_Excerpt to read_.
Documentation portals pulling from multiple repos — resolve before you clone
Monorepo doc builds — your manifest knows what matters, use it
CI/CD pipelines — cut build times by fetching only what changed
Any static site generator (DocFX, MkDocs, Sphinx, Docusaurus) that uses a manifest

Why this matters for AI agents

There's a downstream benefit we didn't anticipate when we first built this: making documentation efficiently available to AI agents.

If you're building agents that answer questions about your product, help onboard developers, or assist with internal processes — they need access to your documentation. But they don't need your entire codebase. They need the docs.

The manifest-driven approach gives you exactly that separation:

Selective ingestion — only pull documentation into your RAG pipeline, not code, tests, or CI configs
Incremental updates — when a doc changes, you know it's a doc (not a code file) because the manifest says so
Multi-repo knowledge bases — pull docs from 50+ repos without cloning any of them

// Feed docs from multiple repos into your agent's knowledge base
for (const repo of repositories) {
  const files = await getTreeListing(repo);
  const matched = resolveFileMatches(files, repo.manifest, '/', '/docfx.json');

  // Only index documentation — not code, not tests, not configs
  for (const docPath of matched.contentMatches) {
    const content = await fetchFile(repo, docPath);
    await knowledgeBase.ingest({ path: docPath, repo: repo.name, content });
  }
}

The faster and more precisely you can extract documentation from your repos, the fresher and more accurate your agents' knowledge becomes. Efficient content fetching is the foundation of a reliable AI-powered docs experience.

Try it out

The library is MIT-licensed and has zero opinions about your git provider — it works with any API that can give you a file listing.

npm install github:microsoft/selective-repo-fetch

GitHub: microsoft/selective-repo-fetch

If your doc builds are slow because of large repos, give it a try. And if you have ideas for improvements, PRs are welcome.

What's the worst monorepo doc build experience you've had? I'd love to hear about it in the comments.

Top comments (2)

Taylor Dolezal • May 28

Hello, Sai! What I like here is that the manifest already knows which files are docs, and that you're reading it BEFORE the fetch rather than afterward.

We have run into this too at I work (Dosu) when working with docs across many OSS repos. What we've seen is a big problem downstream, when someone trusts an answer their agent sourced from out-of-date files or docs that were not relevant.

I'm curious how you see this playing out in a monorepo versus many small repos under one org. The many-repos case feels like where teams struggle most.

Great write-up, looking forward to the next one!

sai pramod upadhyayula • Jun 10

Hello Taylor, this comment is exactly what nudged me to write two follow-ups, so thank you for the prompt.

_Set tasks_.
[A] Under what license does the documentation-fetching excerpt say the library is released?
[B] Can you translate this sentence from the documentation-fetching excerpt into Spanish: "Efficient content fetching is the foundation of a reliable AI-powered docs experience."
Draw only on the documentation-fetching excerpt.

_Source excerpt_.

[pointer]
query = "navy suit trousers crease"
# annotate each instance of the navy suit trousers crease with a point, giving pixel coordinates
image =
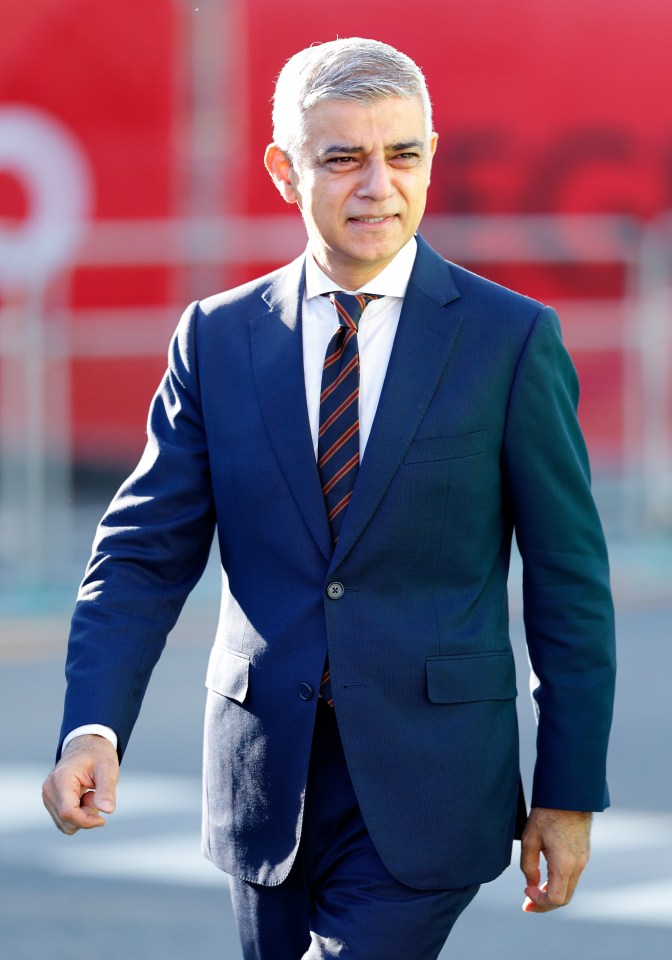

_Solutions for each task_.
[A] The MIT license.

[B] La obtención eficiente de contenido es la base de una experiencia de documentación confiable impulsada por IA.